Stored items:
== Segment start ==

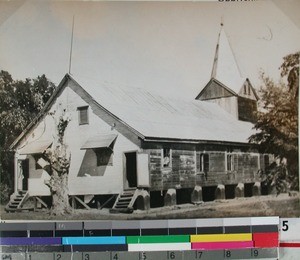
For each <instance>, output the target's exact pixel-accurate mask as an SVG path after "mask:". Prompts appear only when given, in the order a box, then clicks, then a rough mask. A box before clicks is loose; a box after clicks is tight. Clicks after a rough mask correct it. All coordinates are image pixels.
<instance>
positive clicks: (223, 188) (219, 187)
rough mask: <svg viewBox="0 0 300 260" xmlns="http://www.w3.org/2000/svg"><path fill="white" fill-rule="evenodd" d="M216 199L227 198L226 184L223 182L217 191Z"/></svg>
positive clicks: (221, 199) (215, 197)
mask: <svg viewBox="0 0 300 260" xmlns="http://www.w3.org/2000/svg"><path fill="white" fill-rule="evenodd" d="M215 199H216V200H225V186H224V185H223V184H219V185H218V187H217V188H216V191H215Z"/></svg>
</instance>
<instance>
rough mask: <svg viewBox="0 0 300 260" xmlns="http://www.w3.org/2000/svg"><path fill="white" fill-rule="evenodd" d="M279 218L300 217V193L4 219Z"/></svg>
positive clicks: (180, 218) (32, 219)
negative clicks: (266, 216) (126, 211)
mask: <svg viewBox="0 0 300 260" xmlns="http://www.w3.org/2000/svg"><path fill="white" fill-rule="evenodd" d="M257 216H279V217H281V218H291V217H300V194H299V193H295V194H293V196H289V195H288V194H280V195H279V196H276V195H268V196H261V197H251V198H237V199H231V200H220V201H212V202H205V203H201V204H199V205H192V204H183V205H177V206H172V207H163V208H154V209H150V210H148V211H140V210H136V211H134V212H133V213H132V214H111V213H109V210H108V209H102V210H97V209H92V210H84V209H80V210H74V212H73V214H71V215H68V216H66V217H63V218H59V219H57V217H55V216H50V214H49V210H43V211H38V212H18V213H6V212H5V211H4V207H3V206H2V207H1V219H2V220H11V219H17V220H63V219H66V220H102V219H106V220H107V219H108V220H112V219H121V220H125V219H128V220H130V219H132V220H138V219H175V218H178V219H183V218H187V219H188V218H189V219H190V218H225V217H257Z"/></svg>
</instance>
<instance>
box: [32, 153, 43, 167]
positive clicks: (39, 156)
mask: <svg viewBox="0 0 300 260" xmlns="http://www.w3.org/2000/svg"><path fill="white" fill-rule="evenodd" d="M33 158H34V160H35V169H36V170H41V169H43V168H42V166H41V165H40V164H39V163H38V160H39V159H40V158H42V154H34V155H33Z"/></svg>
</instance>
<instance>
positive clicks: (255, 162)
mask: <svg viewBox="0 0 300 260" xmlns="http://www.w3.org/2000/svg"><path fill="white" fill-rule="evenodd" d="M147 151H148V154H149V157H150V190H166V189H169V188H176V189H179V188H193V187H195V186H196V185H200V186H214V185H218V184H224V185H227V184H237V183H239V182H243V183H251V182H255V181H256V180H258V178H259V174H258V170H259V165H260V164H261V162H260V161H259V160H260V156H259V154H252V153H242V152H240V153H231V155H232V160H233V163H232V170H231V171H227V165H226V163H227V162H226V156H227V153H226V152H218V151H216V152H213V151H210V152H205V153H207V154H209V171H208V172H207V173H204V172H200V160H199V159H200V154H201V153H203V151H197V152H196V151H188V150H171V157H172V158H171V164H170V167H163V166H162V149H148V150H147Z"/></svg>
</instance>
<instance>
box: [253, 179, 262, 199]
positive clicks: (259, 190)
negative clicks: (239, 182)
mask: <svg viewBox="0 0 300 260" xmlns="http://www.w3.org/2000/svg"><path fill="white" fill-rule="evenodd" d="M252 195H253V196H260V195H261V185H260V182H255V183H254V185H253V187H252Z"/></svg>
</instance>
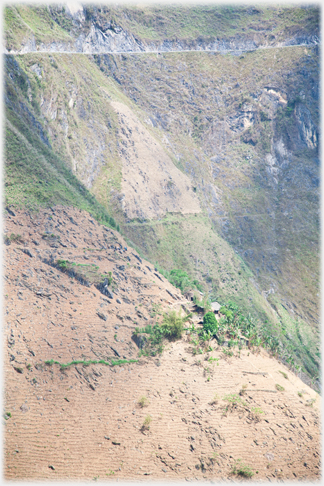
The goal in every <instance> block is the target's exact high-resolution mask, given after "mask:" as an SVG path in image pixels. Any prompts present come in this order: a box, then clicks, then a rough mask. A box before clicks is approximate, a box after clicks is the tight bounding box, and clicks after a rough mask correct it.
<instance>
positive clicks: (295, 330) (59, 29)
mask: <svg viewBox="0 0 324 486" xmlns="http://www.w3.org/2000/svg"><path fill="white" fill-rule="evenodd" d="M70 8H72V7H70ZM318 15H319V11H318V9H317V8H311V7H309V8H300V7H293V8H288V7H287V8H278V9H277V8H273V7H262V8H261V7H260V8H259V7H258V8H252V7H246V8H245V7H240V8H230V7H226V8H225V7H224V8H223V7H218V8H215V7H197V8H189V9H186V8H185V7H179V8H178V7H177V8H171V7H168V8H167V9H166V10H165V11H164V14H163V15H162V13H161V10H159V8H158V7H154V8H153V7H152V8H149V7H146V8H144V9H141V8H140V7H131V8H125V9H123V8H120V7H118V8H117V7H111V8H108V7H103V6H102V7H99V6H98V7H91V8H90V7H89V6H87V7H84V8H80V9H79V10H77V11H73V9H72V10H71V11H70V10H69V7H68V6H67V7H66V8H65V9H62V7H46V8H45V7H27V6H11V7H8V8H6V9H5V33H6V42H7V51H8V52H12V53H17V52H21V53H22V55H17V54H15V55H7V56H6V71H5V76H6V119H7V122H6V123H7V136H6V150H7V151H6V161H7V169H6V182H5V183H6V204H14V205H15V206H17V207H23V206H27V207H29V208H34V207H37V206H38V205H42V206H48V205H51V204H67V205H71V204H72V205H74V206H76V207H79V208H81V209H85V210H88V211H91V213H92V214H93V215H94V217H95V218H97V219H98V220H99V221H101V222H105V223H108V224H110V225H112V227H116V225H117V224H118V228H120V230H121V231H122V233H123V235H124V236H125V238H127V239H128V241H129V243H130V244H132V246H136V248H137V250H138V251H140V252H141V254H142V255H143V256H145V257H146V258H147V259H149V260H150V261H151V262H152V263H154V264H155V265H158V267H159V269H160V270H161V271H162V272H164V273H165V275H167V273H168V272H170V271H171V270H172V269H175V268H180V269H182V270H184V271H186V272H187V273H188V274H189V275H190V277H191V278H193V279H198V280H199V281H201V282H203V283H204V285H205V291H206V292H208V293H209V295H210V298H212V299H213V298H214V299H217V300H219V301H221V302H226V301H227V300H234V301H235V302H236V303H237V304H238V305H239V306H240V307H241V308H242V309H243V310H244V311H245V312H246V313H248V312H250V313H251V314H252V315H253V316H254V317H255V318H256V319H257V320H258V321H259V325H260V327H261V328H263V327H266V328H267V327H268V328H269V332H270V333H273V334H275V336H276V339H279V340H280V342H281V347H282V349H284V350H285V351H286V352H285V353H283V358H284V359H285V360H286V361H287V362H288V361H289V362H290V363H291V364H292V365H293V366H295V368H296V367H300V366H302V368H303V372H304V373H305V377H306V375H307V376H308V377H309V378H312V379H314V378H315V379H316V376H318V375H319V362H320V350H319V155H318V150H319V148H318V124H319V108H318V99H319V64H318V63H319V57H318V52H319V51H318V46H317V44H318V42H319V38H318V36H319V27H318ZM215 22H216V23H215ZM179 25H180V26H181V29H180V30H179V29H178V32H179V36H180V37H179V36H178V38H177V40H176V41H174V32H175V28H176V26H179ZM192 25H198V26H199V29H200V34H201V35H198V33H197V30H195V29H196V28H195V29H194V28H192V29H189V26H192ZM212 25H214V28H215V29H216V27H217V29H216V30H217V33H218V34H217V36H216V34H213V33H212ZM270 25H271V29H270ZM98 29H99V30H98ZM99 31H100V32H103V34H104V35H103V37H102V36H101V37H100V35H101V34H100V35H99V34H98V32H99ZM162 32H164V34H163V35H164V40H163V39H162V37H163V35H162ZM180 34H181V35H180ZM213 35H214V37H213ZM53 39H55V42H54V41H53ZM102 39H105V42H103V41H102ZM109 39H110V40H109ZM111 39H113V40H114V42H113V44H111V42H110V41H111ZM118 39H119V40H118ZM123 39H124V40H123ZM125 39H126V40H127V42H128V43H127V42H126V40H125ZM134 39H135V40H136V42H135V41H134ZM117 40H118V42H117ZM124 41H125V42H126V43H125V42H124ZM133 41H134V42H135V44H136V45H137V47H136V48H135V47H134V46H135V44H134V42H133ZM53 42H54V43H53ZM152 43H153V44H152ZM161 43H162V44H161ZM197 43H198V44H199V45H197ZM19 46H20V48H18V47H19ZM22 46H24V47H22ZM78 46H79V47H78ZM80 46H81V47H80ZM82 46H83V47H82ZM85 46H88V47H89V46H92V47H91V49H90V47H89V48H86V47H85ZM143 46H144V47H143ZM196 48H197V50H199V51H200V52H180V51H184V50H186V49H187V50H195V49H196ZM89 49H90V50H89ZM158 49H159V50H160V51H161V53H160V54H150V53H149V51H150V50H158ZM228 49H230V50H231V52H227V53H226V51H227V50H228ZM46 50H47V51H48V52H47V53H46V52H45V51H46ZM120 50H121V51H124V53H122V54H109V52H114V51H120ZM173 50H177V51H178V52H168V51H173ZM202 50H205V51H208V50H209V51H214V52H201V51H202ZM35 51H41V52H35ZM163 51H165V52H163ZM60 52H61V53H60ZM63 52H79V54H67V53H65V54H63ZM85 52H87V53H89V52H91V53H93V55H91V54H90V55H85V54H84V53H85ZM127 52H128V53H129V54H127ZM136 52H138V54H135V53H136ZM144 52H145V55H144V54H143V53H144ZM162 52H163V53H162ZM99 53H100V54H99ZM255 66H258V69H257V71H256V70H255ZM22 147H26V148H25V149H24V150H21V148H22ZM31 147H32V149H33V151H34V152H33V153H34V154H35V156H34V155H33V156H30V154H31V153H32V152H31ZM49 164H50V165H49ZM17 169H18V170H17ZM45 173H46V174H47V175H46V182H47V183H45V184H42V182H39V181H42V179H43V178H44V174H45ZM79 181H81V184H80V183H79ZM35 182H36V184H35ZM193 218H194V219H193ZM198 228H199V230H198V232H197V233H196V230H197V229H198ZM210 228H211V230H212V233H211V232H210ZM198 235H201V236H202V238H199V236H198ZM247 295H248V298H247ZM274 329H277V330H276V331H275V330H274Z"/></svg>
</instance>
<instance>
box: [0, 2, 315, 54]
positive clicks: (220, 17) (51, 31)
mask: <svg viewBox="0 0 324 486" xmlns="http://www.w3.org/2000/svg"><path fill="white" fill-rule="evenodd" d="M5 32H6V49H7V52H11V53H17V52H35V51H47V52H53V51H56V52H68V51H72V52H73V51H74V52H84V53H104V52H149V51H157V50H159V51H170V50H177V51H178V50H188V49H189V50H193V49H197V50H200V51H201V50H218V51H226V50H237V51H242V50H246V49H251V50H253V49H256V48H258V47H260V46H271V47H272V46H278V45H279V46H281V45H295V44H300V43H306V44H316V43H318V42H319V38H318V37H319V10H318V9H317V8H314V7H312V6H307V5H306V6H280V7H279V8H278V7H272V6H264V5H258V7H254V6H227V5H221V6H218V7H216V8H215V6H212V5H193V6H186V5H172V6H168V5H164V6H159V5H154V6H153V5H152V6H150V5H145V6H143V7H142V6H115V5H98V4H97V5H93V4H92V5H82V4H81V3H78V2H66V4H65V5H49V6H47V7H42V6H26V5H15V6H10V7H8V8H6V9H5Z"/></svg>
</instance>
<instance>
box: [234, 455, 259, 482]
mask: <svg viewBox="0 0 324 486" xmlns="http://www.w3.org/2000/svg"><path fill="white" fill-rule="evenodd" d="M232 474H236V475H237V476H242V477H244V478H251V477H252V476H253V475H254V472H253V471H252V469H251V468H250V466H247V465H246V464H244V462H242V460H241V459H238V460H237V461H236V462H235V464H234V466H233V469H232Z"/></svg>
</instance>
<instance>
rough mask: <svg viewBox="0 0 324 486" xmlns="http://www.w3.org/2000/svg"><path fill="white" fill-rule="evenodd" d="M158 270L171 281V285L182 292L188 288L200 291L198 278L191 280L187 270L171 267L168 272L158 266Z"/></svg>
mask: <svg viewBox="0 0 324 486" xmlns="http://www.w3.org/2000/svg"><path fill="white" fill-rule="evenodd" d="M159 271H160V273H162V275H163V276H164V277H165V278H167V279H168V280H169V282H170V283H172V285H174V286H175V287H177V288H178V289H180V290H181V292H182V293H184V292H186V291H187V290H189V289H198V290H199V291H202V286H201V284H200V283H199V282H198V280H195V279H194V280H191V279H190V277H189V276H188V274H187V272H185V271H183V270H176V269H173V270H171V271H170V272H167V271H166V270H163V268H160V269H159Z"/></svg>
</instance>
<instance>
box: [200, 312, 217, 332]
mask: <svg viewBox="0 0 324 486" xmlns="http://www.w3.org/2000/svg"><path fill="white" fill-rule="evenodd" d="M203 328H204V331H206V332H210V334H216V333H217V331H218V323H217V320H216V317H215V314H214V313H213V312H207V314H205V315H204V320H203Z"/></svg>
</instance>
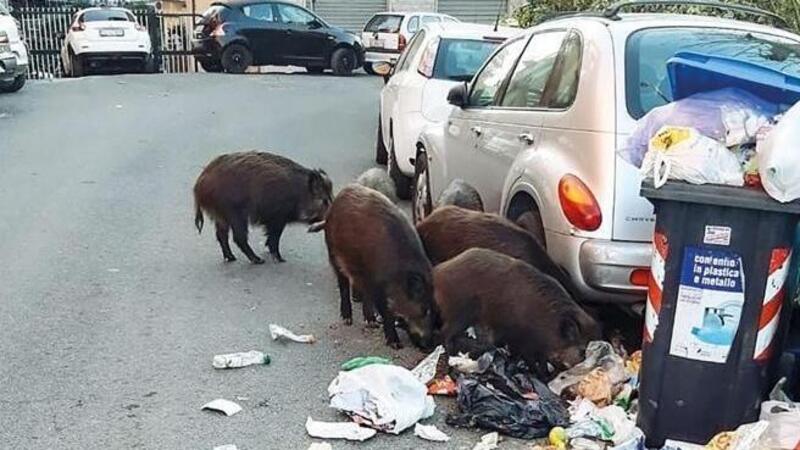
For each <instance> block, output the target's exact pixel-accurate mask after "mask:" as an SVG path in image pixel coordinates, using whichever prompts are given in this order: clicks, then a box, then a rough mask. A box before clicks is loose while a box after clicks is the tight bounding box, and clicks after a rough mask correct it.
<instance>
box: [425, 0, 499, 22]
mask: <svg viewBox="0 0 800 450" xmlns="http://www.w3.org/2000/svg"><path fill="white" fill-rule="evenodd" d="M437 7H438V11H439V12H440V13H442V14H449V15H451V16H453V17H456V18H458V19H459V20H461V21H464V22H474V23H485V24H493V23H494V22H495V20H497V15H498V14H499V15H500V17H501V18H502V17H503V16H505V14H506V11H507V7H508V2H507V0H438V2H437Z"/></svg>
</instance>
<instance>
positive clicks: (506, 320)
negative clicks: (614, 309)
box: [433, 248, 600, 374]
mask: <svg viewBox="0 0 800 450" xmlns="http://www.w3.org/2000/svg"><path fill="white" fill-rule="evenodd" d="M433 280H434V298H435V300H436V306H437V310H438V314H439V317H440V320H441V323H442V329H441V334H442V338H443V339H444V342H445V347H446V348H447V349H448V351H449V352H451V353H454V352H455V351H457V348H455V345H456V341H455V339H456V338H458V337H459V336H461V335H463V333H464V332H465V330H467V329H468V328H469V327H475V329H479V330H481V335H482V337H483V338H485V339H487V340H488V341H489V342H490V343H491V344H492V345H494V346H502V345H508V346H509V349H510V350H511V352H512V353H514V354H518V355H519V356H520V357H522V358H523V359H524V360H525V362H526V363H528V366H529V367H531V368H535V370H537V371H539V372H540V373H541V374H546V372H547V371H546V367H547V364H546V363H548V362H549V363H551V364H553V365H554V366H555V367H559V368H566V367H571V366H573V365H575V364H577V363H579V362H580V361H582V360H583V356H584V351H585V350H586V345H587V344H588V342H589V341H591V340H595V339H598V338H599V337H600V326H599V325H598V323H597V322H596V321H595V320H594V319H593V318H592V317H591V316H589V314H587V313H586V312H585V311H584V310H583V309H581V307H580V306H578V304H577V303H575V301H573V300H572V299H571V298H570V296H569V294H568V293H567V291H566V290H565V289H564V288H563V287H562V286H561V285H560V284H559V283H558V282H556V280H554V279H553V278H552V277H550V276H548V275H546V274H544V273H543V272H542V271H540V270H539V269H536V268H535V267H533V266H531V265H530V264H528V263H526V262H523V261H521V260H519V259H516V258H512V257H510V256H507V255H504V254H502V253H498V252H495V251H493V250H487V249H482V248H474V249H470V250H467V251H465V252H464V253H462V254H460V255H458V256H456V257H455V258H453V259H451V260H449V261H447V262H444V263H442V264H440V265H438V266H436V267H435V268H434V270H433Z"/></svg>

== Segment end ==

Brief. If a line in the entries contains the word "pixels", copy that line out.

Result for this task.
For each <instance>, output the target's exact pixel-accurate mask as an SVG path after "mask:". Prompts appear only when given, in the order a box, then clicks, then a rough mask. A box before clicks is loose; a box after clicks is tight. Clicks after a rough mask correct it. All coordinates are image pixels.
The goal in every <instance> block is the target's exact high-resolution mask, given after "mask:" as an SVG path in image pixels. Any prompts present come in this order: a box, then clicks, then a rough mask. A box before clicks is approximate, a box after clicks is the tight bounding box, and clicks after a rough mask correct it.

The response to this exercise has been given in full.